■ TUS TAREAS ■
• A. Según el texto sobre la época en que éramos tan felices, ¿a qué se reducía la gloria de las hazañas de los héroes a imitar?
• B. Prosigue el texto sobre la época en que éramos tan felices a partir de su última frase.

■ FRAGMENTO SELECCIONADO ■
Pero... ¡Éramos tan felices! Sí, sí... tan felices.

Tan felices que, aunque se hablaba permanentemente de crisis, nos reíamos. Porque crisis siempre ha habido, nos decíamos, y, como en el cuento de Pedro y el lobo, terminamos perdiéndole el miedo.

Vivíamos envueltos en plexiglás. El plástico que aislaba nuestras vidas del dolor y el sufrimiento parecía tan resistente y refractario a los malos augurios, y generaba tal asepsia, que no teníamos dudas ni la más mínima sospecha de que algo pudiera llegar a irnos mal. Habíamos conseguido desterrar el sufrimiento, controlar el dolor; y hasta la inanición intelectual que padecíamos nos resultaba estimulante. Nuestros ídolos eran los brutos o los delincuentes confesos. Los héroes a imitar no tenían nombre, se les conocía por su avatar, y la gloria de sus hazañas se reducía a saber golpear un balón. Definitivamente, vivíamos atrapados en el caldero consumista. Es más, hasta “la cultura de usar y tirar” nos producía también empacho. No dábamos abasto con tanto recital, concierto, exposición, fiesta cultural, inauguración... Andábamos ansiosos yendo de un espacio a otro como las mariposas libando: empachándonos de flores sin tener claro el provecho. Saltábamos de espectáculo en espectáculo como el que salta una hilera de pontones... A prisa y sin mirar a los lados; sin detenernos a pensar por qué o para qué hacíamos aquello. En fin...

■ MATERIAL EXTRAÍDO ■

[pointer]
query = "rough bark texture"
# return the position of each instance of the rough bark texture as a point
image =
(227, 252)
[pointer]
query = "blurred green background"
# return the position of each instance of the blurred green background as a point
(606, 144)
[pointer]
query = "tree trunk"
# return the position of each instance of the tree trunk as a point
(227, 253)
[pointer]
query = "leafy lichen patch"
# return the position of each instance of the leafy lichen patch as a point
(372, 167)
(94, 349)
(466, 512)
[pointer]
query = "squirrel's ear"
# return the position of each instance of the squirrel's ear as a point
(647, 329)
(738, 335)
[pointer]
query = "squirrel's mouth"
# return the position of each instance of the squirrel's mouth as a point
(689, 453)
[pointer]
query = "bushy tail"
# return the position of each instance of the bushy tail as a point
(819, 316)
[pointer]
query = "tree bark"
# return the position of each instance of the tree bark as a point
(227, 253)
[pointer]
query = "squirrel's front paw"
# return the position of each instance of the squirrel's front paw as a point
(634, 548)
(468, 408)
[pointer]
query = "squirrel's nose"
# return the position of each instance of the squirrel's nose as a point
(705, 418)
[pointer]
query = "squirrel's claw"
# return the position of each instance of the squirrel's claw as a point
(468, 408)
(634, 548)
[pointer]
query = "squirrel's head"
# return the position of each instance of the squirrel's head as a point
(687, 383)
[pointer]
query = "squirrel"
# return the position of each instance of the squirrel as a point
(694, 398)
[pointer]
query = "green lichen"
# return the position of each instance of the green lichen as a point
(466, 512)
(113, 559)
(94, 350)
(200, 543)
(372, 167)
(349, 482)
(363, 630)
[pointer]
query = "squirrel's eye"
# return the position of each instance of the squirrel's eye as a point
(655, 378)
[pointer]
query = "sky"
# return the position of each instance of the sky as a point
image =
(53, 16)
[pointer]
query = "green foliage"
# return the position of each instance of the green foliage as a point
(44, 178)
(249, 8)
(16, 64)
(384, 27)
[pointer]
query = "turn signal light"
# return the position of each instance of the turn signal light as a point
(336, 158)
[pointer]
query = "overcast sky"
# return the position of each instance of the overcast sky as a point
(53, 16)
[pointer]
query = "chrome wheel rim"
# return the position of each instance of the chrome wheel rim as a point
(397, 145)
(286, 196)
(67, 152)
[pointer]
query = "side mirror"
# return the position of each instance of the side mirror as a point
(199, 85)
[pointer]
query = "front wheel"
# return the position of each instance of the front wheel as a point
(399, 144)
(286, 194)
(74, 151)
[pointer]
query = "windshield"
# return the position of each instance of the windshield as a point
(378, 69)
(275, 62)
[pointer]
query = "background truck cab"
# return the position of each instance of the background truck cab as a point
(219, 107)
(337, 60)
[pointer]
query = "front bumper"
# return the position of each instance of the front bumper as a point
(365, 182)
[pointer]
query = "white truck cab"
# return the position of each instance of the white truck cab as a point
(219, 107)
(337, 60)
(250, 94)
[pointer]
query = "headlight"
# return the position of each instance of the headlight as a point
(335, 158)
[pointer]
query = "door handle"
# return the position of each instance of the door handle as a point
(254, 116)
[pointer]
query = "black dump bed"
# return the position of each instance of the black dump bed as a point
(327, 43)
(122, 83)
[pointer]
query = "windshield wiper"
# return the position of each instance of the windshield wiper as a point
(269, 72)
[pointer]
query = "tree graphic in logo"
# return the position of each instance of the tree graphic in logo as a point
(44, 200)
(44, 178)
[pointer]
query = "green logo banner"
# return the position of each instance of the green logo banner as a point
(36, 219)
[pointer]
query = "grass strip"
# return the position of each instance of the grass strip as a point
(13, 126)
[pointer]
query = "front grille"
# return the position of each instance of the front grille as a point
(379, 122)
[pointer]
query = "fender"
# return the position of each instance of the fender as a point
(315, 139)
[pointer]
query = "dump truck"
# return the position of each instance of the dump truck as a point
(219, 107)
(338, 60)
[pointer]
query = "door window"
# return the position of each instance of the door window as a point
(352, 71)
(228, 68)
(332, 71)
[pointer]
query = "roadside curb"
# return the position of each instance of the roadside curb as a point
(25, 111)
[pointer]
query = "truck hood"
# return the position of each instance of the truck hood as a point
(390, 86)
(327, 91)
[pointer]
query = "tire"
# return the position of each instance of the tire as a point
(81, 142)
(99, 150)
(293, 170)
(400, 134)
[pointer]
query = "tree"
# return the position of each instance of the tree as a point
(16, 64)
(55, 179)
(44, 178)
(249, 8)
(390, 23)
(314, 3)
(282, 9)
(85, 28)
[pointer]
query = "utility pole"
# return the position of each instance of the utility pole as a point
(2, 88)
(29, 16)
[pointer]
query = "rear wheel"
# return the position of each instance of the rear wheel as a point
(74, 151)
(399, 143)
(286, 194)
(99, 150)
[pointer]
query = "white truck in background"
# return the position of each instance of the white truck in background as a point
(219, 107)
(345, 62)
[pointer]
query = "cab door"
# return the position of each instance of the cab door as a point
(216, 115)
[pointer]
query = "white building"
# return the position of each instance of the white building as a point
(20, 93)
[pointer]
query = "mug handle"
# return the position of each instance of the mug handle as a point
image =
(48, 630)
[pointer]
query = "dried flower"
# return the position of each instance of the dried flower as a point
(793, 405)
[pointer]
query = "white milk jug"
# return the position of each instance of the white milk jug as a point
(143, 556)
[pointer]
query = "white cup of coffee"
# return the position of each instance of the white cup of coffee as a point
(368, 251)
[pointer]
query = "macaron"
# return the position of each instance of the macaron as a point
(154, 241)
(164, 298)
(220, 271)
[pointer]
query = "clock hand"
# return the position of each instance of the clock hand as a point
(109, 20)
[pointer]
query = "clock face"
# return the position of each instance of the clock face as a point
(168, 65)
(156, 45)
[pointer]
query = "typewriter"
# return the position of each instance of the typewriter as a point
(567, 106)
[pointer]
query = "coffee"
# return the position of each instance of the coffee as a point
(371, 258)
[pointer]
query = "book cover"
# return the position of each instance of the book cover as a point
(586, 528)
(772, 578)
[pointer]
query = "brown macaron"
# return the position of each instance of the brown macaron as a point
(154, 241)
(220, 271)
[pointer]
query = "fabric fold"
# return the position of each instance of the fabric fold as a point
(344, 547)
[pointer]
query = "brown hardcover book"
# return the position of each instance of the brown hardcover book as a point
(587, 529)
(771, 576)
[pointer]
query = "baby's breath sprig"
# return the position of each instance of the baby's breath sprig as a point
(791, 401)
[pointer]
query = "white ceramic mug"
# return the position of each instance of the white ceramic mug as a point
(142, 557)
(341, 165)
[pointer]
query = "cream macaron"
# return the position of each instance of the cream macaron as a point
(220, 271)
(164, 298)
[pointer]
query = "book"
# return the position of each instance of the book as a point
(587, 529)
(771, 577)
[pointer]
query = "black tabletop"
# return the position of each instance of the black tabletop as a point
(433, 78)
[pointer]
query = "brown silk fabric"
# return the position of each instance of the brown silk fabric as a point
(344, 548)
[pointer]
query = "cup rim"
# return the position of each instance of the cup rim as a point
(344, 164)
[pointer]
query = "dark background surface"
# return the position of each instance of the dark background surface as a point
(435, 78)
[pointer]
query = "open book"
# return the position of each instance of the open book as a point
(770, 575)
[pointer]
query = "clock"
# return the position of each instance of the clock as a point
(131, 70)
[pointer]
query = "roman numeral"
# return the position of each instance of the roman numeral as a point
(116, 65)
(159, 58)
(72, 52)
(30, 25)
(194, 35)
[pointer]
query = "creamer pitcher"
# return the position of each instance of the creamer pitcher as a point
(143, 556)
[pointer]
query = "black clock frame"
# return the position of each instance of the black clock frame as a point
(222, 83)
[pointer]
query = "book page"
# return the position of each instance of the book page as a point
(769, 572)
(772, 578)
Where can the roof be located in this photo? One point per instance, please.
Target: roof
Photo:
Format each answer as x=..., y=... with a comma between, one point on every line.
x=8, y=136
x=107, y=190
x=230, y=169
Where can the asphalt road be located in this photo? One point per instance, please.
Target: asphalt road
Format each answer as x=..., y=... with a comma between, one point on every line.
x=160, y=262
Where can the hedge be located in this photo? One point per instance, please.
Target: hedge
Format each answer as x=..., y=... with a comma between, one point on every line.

■ RESPUESTAS POR TAREA ■
• A. A saber golpear un balón.

• B.
Aquel mundo de ensueño, que nos parecía que jamás iba a acabarse, ha hecho crack. En muy pocas semanas la realidad nos ha impuesto sus reglas y colocado ante el espejo. Ahora, que tenemos tiempo libre y estamos recluidos en casa, deberíamos preguntarnos si la vida siendo corta y frágil, como se ha demostrado que es, merece ser vivida como la estamos viviendo: enredados en un consumo absurdo; acumulando mil objetos que no necesitamos y que cuestan tanta vida y trabajo conseguirlos. Deberíamos preguntarnos si la deshumanización que padecemos, hasta el punto de no tener ni idea de quiénes son nuestros vecinos, nos compensa.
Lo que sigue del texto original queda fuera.